Your instructions — Find out how many lines of the material contain the string "rough" and give only that figure.

Provided data —
>>>>>

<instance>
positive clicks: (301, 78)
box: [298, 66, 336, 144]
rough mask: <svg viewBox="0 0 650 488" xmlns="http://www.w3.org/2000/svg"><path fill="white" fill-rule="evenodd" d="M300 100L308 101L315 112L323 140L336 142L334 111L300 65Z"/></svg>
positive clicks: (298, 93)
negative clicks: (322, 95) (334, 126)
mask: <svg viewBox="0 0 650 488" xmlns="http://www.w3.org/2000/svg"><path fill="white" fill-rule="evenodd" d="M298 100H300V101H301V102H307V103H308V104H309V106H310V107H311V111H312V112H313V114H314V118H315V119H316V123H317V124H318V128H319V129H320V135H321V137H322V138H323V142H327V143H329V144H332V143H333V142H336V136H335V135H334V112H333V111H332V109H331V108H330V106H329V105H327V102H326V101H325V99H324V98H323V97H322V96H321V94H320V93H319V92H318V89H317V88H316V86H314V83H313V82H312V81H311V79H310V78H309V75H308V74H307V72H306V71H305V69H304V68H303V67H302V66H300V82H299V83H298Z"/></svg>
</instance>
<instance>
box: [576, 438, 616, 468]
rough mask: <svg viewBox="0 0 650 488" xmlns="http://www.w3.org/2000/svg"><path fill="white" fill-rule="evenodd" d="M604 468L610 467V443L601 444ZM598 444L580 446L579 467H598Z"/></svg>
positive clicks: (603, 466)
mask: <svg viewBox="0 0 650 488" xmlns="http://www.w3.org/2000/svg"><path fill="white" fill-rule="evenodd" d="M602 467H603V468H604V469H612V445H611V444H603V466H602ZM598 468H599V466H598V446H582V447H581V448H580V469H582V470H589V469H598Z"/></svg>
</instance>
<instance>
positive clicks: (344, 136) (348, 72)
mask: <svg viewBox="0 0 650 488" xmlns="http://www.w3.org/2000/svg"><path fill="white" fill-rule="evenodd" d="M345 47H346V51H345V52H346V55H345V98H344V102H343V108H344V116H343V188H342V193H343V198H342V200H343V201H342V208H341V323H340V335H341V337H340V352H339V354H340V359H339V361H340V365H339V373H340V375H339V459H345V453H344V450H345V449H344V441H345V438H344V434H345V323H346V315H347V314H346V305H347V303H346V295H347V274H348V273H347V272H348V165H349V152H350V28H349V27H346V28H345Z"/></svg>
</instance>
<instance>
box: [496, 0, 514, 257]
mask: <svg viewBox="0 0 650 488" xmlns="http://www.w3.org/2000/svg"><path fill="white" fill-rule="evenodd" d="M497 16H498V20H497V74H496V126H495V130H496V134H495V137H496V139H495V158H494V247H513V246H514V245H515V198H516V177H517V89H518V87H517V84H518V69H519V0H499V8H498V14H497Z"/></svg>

<<<<<

Reply to the task — 2